**TASKS TO CARRY OUT:**
(1) Answer the following questions using the dental case report.
(a) To which machine was the design information transmitted?
(b) What was used to cement the post and core?
(c) What was the diagnosis for the patient in Case Report 2?
(2) Pick up the dental case report after its final sentence and continue it.

**EXTRACTED TEXT:**
⟨
Figure 4: STL file imported into DentalCAD: A: Anterior view B: Posterior view C: Occlusal view

Figure 5: Post space detetcted as red color

Figure 6: Single unit post and crown design

The design information (Fig 7) was transmitted to a 5-axis milling machine (Arum 5X-200; DoowonID Co) and mill a zirconia block (AlphaZ; DMAX Intl). The milled zirconia post-and-core was later sintered in a furnace (Austromat mSiC; Dekema Dental- Keramikofen GmbH) (Fig 8). The internal surface of the zirconia post and crown was sandblasted with CoJetTM sand (3M ESPE) 30µm particles and a silane coupling agent (Monobond N, Ivoclar Vivadent) was applied to the internal surface which improves the bonding. The post and core was cemented using self-adhesive resin cement (3M ESPE Relyx Unicem 2 automix) (Fig 9).

Figure 7: STL images showing anterior, posterior, lateral views

Figure 8: Zirconia prosthesis

Figure 9: Post cementation: A: clinical photograph B: Post cementation radiograph

Case Report – 2:
A 35-year-old male patient reported to the Department of Conservative Dentistry and Endodontics with a chief complaint of pain in the lower right back tooth region. On clinical examination, tooth # 46 was grossly carious with fractured distobuccal and distolingual cusps (Fig 10A). Tooth was tender on vertical percussion. Vitality tests gave an exaggerated response. The radiograph revealed dental caries involving enamel and dentin with concomitant pulpal involvement and mild periodontal ligament widening in the periapical region (Fig 10B). The condition was diagnosed as chronic irreversible pulpitis with apical periodontitis. Root canal treatment was proposed to the patient, followed by Digi post of metal which would later be followed by prosthetic rehabilitation. Informed consent was obtained.Following the root canal therapy, post space was prepared concerning the distal canal (Fig 10 C, D).
⟩
**SOURCE MATERIAL:**
⟨
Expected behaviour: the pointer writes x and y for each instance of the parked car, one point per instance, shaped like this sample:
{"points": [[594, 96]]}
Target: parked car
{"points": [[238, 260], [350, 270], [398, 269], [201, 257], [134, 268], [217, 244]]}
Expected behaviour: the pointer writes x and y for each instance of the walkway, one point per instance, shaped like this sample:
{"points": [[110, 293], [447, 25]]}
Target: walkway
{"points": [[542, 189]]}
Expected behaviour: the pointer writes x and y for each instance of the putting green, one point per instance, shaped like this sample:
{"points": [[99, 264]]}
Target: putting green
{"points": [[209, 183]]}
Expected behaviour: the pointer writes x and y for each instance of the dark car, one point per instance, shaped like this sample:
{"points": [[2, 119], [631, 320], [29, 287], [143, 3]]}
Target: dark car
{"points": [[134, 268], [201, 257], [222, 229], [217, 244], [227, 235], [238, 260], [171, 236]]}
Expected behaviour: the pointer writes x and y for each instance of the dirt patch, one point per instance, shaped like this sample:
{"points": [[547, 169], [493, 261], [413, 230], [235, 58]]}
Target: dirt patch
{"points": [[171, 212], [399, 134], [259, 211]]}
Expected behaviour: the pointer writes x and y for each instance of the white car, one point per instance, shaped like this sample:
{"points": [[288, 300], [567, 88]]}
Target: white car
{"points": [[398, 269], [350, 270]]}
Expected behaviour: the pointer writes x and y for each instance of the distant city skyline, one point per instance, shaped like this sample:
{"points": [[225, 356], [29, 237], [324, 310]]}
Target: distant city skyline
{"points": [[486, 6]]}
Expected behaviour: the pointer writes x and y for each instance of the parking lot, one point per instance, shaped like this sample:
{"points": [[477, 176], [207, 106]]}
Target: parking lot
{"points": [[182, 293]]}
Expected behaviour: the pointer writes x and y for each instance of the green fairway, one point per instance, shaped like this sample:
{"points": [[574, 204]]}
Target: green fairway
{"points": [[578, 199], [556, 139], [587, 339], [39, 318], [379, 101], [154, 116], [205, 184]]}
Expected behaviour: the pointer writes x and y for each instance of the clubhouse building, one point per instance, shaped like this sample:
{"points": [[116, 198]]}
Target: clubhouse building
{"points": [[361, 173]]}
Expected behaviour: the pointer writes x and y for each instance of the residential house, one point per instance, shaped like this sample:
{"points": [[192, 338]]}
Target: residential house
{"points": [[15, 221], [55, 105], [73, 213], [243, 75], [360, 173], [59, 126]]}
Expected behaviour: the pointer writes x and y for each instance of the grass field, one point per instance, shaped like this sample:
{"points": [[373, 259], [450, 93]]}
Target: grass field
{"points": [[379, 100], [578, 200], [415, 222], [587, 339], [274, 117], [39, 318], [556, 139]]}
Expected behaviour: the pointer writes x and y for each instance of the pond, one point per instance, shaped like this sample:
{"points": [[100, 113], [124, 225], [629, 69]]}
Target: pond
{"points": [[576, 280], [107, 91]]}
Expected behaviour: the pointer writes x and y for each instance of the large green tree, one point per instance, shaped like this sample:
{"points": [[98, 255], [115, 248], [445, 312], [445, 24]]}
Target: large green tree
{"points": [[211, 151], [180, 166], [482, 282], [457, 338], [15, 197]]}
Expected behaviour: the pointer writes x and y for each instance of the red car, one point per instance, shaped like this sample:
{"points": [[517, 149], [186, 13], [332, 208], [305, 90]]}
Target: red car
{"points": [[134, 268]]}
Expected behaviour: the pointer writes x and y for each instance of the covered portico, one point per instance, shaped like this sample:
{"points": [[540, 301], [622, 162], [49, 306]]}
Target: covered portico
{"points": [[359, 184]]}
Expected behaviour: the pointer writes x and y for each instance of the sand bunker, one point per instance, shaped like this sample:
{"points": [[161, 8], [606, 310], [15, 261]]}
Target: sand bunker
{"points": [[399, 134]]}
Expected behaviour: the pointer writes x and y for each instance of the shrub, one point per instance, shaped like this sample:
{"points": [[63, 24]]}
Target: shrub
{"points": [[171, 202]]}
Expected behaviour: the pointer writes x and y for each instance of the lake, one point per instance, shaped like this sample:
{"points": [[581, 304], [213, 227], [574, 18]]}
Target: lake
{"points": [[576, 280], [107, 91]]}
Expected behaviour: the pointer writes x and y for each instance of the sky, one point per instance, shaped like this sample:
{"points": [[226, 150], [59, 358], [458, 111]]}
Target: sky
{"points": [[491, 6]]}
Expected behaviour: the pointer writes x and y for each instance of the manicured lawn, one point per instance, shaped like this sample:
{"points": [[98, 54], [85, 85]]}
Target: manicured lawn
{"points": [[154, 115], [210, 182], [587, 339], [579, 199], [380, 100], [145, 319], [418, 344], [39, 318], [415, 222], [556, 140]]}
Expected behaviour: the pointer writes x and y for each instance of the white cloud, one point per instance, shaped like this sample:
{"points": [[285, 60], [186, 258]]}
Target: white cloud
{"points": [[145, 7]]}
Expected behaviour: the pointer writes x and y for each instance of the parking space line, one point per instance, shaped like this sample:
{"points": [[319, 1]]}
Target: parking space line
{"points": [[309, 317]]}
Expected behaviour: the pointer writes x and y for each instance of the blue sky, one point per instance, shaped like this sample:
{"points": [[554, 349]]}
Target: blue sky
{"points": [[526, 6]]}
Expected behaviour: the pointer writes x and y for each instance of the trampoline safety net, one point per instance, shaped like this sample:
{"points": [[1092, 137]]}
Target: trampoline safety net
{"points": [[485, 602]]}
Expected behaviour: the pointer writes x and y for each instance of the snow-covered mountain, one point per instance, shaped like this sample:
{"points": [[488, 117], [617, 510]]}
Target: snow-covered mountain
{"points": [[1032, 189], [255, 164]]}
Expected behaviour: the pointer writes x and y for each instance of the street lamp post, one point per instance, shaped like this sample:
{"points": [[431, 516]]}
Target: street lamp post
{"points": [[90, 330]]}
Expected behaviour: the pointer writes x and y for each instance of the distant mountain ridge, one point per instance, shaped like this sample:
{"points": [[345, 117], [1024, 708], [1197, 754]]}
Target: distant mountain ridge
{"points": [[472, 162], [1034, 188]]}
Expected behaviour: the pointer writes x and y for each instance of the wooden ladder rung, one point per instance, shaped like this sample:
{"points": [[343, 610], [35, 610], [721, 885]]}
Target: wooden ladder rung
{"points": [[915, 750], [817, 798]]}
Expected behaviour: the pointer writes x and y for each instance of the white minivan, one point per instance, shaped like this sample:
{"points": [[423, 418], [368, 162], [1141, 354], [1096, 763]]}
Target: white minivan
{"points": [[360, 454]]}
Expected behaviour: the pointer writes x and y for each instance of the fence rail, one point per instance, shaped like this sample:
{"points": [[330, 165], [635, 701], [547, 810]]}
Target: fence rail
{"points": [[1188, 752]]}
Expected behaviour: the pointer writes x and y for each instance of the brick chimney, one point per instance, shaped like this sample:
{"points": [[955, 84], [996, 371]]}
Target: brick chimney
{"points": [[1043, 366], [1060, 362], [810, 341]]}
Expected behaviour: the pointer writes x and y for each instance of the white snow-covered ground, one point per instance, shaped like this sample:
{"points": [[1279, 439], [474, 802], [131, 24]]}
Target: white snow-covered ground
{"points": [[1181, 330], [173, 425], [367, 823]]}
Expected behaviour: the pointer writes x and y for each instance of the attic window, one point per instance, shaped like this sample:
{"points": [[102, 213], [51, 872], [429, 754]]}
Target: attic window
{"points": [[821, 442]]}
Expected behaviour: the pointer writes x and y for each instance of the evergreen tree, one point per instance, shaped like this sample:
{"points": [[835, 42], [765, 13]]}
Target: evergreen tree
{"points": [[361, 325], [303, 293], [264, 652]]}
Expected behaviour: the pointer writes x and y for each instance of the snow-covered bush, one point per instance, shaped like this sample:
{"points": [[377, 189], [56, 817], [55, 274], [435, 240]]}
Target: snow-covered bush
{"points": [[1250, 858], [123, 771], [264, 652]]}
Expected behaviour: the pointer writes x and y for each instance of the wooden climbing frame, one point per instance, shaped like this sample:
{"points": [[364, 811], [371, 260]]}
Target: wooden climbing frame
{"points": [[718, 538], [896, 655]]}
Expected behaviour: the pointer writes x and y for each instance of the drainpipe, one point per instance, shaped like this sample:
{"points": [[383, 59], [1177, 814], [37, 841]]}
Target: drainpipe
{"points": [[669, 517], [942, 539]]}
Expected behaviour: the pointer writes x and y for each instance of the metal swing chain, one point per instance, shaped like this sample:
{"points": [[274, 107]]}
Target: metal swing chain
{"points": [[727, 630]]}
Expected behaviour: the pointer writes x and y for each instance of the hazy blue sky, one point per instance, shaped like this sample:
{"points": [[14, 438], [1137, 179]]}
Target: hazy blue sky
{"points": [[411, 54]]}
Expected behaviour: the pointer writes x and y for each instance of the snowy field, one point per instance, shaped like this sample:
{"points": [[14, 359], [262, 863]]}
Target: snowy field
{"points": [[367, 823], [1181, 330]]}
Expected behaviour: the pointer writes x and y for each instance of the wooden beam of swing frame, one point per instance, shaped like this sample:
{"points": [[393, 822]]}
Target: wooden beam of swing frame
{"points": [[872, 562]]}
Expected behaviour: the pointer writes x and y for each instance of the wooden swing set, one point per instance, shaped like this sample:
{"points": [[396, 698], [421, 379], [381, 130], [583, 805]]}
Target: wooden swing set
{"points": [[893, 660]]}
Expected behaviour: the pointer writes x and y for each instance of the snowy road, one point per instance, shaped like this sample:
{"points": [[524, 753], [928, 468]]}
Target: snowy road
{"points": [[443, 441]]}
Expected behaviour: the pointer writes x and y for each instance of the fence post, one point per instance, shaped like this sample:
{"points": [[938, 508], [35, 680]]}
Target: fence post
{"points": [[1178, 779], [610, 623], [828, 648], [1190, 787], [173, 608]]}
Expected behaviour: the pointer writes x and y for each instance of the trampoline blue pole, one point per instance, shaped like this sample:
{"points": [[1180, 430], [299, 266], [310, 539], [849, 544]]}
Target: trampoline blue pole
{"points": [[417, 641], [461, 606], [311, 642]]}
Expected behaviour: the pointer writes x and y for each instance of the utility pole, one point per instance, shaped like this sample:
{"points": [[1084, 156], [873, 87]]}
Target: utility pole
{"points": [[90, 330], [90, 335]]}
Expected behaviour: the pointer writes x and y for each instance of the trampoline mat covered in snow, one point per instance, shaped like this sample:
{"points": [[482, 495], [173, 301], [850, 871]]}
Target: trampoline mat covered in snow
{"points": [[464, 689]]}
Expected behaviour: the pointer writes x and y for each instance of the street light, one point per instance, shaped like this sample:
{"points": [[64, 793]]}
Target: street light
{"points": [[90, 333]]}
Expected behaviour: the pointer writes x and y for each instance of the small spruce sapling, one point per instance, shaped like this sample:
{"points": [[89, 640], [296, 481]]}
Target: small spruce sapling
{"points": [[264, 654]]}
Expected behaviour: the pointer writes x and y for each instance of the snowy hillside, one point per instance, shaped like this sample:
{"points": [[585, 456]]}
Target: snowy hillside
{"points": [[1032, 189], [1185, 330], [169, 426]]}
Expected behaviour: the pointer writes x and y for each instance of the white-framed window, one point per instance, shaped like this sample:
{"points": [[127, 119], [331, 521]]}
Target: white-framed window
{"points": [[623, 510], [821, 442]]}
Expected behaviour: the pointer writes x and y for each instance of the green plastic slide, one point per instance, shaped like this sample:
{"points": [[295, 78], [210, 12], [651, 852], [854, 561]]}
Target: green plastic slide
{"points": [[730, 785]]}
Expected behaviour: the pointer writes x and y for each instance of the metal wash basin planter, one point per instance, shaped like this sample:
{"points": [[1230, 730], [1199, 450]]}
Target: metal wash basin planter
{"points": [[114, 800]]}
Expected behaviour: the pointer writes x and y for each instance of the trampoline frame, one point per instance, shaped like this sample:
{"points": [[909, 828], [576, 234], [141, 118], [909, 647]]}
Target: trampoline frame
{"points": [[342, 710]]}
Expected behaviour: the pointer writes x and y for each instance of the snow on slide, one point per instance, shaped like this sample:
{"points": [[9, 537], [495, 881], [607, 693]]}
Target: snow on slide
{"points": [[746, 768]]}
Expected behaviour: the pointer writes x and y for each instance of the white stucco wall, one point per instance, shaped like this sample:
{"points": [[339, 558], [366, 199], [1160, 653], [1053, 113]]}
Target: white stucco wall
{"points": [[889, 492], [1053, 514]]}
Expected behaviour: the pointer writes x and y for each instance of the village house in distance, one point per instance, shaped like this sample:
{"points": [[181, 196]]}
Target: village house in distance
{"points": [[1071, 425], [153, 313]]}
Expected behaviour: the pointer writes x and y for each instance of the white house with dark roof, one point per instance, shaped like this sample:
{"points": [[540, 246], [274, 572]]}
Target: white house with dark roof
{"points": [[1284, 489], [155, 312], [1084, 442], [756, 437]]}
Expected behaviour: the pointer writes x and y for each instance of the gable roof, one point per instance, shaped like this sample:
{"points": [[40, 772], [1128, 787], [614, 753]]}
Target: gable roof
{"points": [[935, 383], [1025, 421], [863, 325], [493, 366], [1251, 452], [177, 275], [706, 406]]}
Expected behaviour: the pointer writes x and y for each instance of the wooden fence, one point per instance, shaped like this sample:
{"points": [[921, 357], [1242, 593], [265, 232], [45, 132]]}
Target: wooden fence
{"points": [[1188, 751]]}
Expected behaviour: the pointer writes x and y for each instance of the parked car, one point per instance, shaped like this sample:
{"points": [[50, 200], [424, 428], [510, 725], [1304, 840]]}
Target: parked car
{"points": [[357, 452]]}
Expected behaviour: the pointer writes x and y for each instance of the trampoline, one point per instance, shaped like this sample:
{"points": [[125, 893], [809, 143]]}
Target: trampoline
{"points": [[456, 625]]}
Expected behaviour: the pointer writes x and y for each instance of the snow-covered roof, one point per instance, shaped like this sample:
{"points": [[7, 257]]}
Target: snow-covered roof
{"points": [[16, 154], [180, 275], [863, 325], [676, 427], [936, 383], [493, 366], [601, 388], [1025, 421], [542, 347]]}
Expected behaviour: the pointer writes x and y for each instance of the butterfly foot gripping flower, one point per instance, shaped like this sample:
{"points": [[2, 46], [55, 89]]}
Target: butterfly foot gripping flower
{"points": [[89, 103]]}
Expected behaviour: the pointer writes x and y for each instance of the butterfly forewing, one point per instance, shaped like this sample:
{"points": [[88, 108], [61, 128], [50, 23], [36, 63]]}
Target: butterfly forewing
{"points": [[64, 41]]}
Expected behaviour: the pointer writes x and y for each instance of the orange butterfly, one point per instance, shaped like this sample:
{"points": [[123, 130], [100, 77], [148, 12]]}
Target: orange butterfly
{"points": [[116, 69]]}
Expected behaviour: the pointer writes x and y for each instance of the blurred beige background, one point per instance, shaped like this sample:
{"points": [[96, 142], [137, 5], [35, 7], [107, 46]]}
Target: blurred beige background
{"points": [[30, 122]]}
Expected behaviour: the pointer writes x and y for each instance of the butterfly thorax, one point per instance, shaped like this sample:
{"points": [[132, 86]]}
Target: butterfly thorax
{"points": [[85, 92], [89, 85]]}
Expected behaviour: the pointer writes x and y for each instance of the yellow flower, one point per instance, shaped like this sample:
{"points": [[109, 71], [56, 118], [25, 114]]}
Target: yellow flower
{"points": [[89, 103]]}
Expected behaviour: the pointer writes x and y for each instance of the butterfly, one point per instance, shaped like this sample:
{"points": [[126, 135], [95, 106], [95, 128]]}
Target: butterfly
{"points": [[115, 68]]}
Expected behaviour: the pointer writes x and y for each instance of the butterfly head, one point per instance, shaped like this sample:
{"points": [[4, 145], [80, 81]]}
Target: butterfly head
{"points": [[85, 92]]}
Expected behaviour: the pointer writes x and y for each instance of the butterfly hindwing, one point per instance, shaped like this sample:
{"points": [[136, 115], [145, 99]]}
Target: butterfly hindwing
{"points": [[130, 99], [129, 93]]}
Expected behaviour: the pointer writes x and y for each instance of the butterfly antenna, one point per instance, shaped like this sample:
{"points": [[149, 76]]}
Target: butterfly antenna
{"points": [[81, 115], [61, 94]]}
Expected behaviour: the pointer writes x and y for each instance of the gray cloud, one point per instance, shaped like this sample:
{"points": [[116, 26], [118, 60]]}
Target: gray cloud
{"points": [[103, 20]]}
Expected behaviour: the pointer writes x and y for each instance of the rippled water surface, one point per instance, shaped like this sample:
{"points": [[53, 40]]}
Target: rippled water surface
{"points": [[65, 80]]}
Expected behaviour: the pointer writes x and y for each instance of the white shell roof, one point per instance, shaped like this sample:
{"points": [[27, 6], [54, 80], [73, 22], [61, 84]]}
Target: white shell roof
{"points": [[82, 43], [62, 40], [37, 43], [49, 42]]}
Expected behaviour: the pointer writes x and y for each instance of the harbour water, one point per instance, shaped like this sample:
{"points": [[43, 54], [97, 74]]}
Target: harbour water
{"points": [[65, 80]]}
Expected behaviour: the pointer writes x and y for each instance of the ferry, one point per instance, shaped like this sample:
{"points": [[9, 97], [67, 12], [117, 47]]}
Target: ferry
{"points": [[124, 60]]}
⟩
**EXPECTED RESPONSES:**
(1)
(a) A 5-axis milling machine (Arum 5X-200; DoowonID Co).
(b) A self-adhesive resin cement (3M ESPE Relyx Unicem 2 automix).
(c) Chronic irreversible pulpitis with apical periodontitis.

(2)
Subsequently, the posterior segmental CBCT was obtained, and the Digi post was fabricated using Cobalt – chromium alloy (Fig 11). Post was cemented and further rehabilitated with a porcelain fused to metal prosthesis (Fig 12).

Figure 10: Case- 2: A: Pre-operative clinical photograph #46 B: pre-operative radiograph C: Working length determination D: obturation followed by post space preparation

Figure 11: Fabrication of posterior Digi Post

Figure 12: A: Radiograph of cemented Digi post B: post-operative clinical photograph C: post-operative radiograph

Discussion:
The success of endodontically treated teeth depends significantly more on the post endodontic restoration rather than the quality of endodontic treatment as suggested by Trope and Ray 8. Cast posts adapt to the root canal anatomy and can be used in all types of canal configurations- oval or elliptical. A trivial change in core angulation can be done using cast posts and hence they can be used for amending proclined teeth contrasting other prefabricated posts 9. According to Gomez Polo et al, custom posts have shown higher survival rates over 10 years 10. But the drawbacks in the existing state of art include manual errors, material dependent errors, lesser precision, casting errors, unpredictable outcome after fabrication, and multiple visits of the patient.

Pinto et.al studied the efficacy of intraoral scanners to attain the 3D image of post space but has stated that the application of the intraoral scanners for the post-space reading has been proven to be still not reliable to deliver an anatomic post, as there is still depth reading limitations for the narrow root canals. In reality, in this type of channels, it is difficult to reach with the light beam of the IOS to the deepest areas of the post-space, with a consequent incomplete post-space reading 6.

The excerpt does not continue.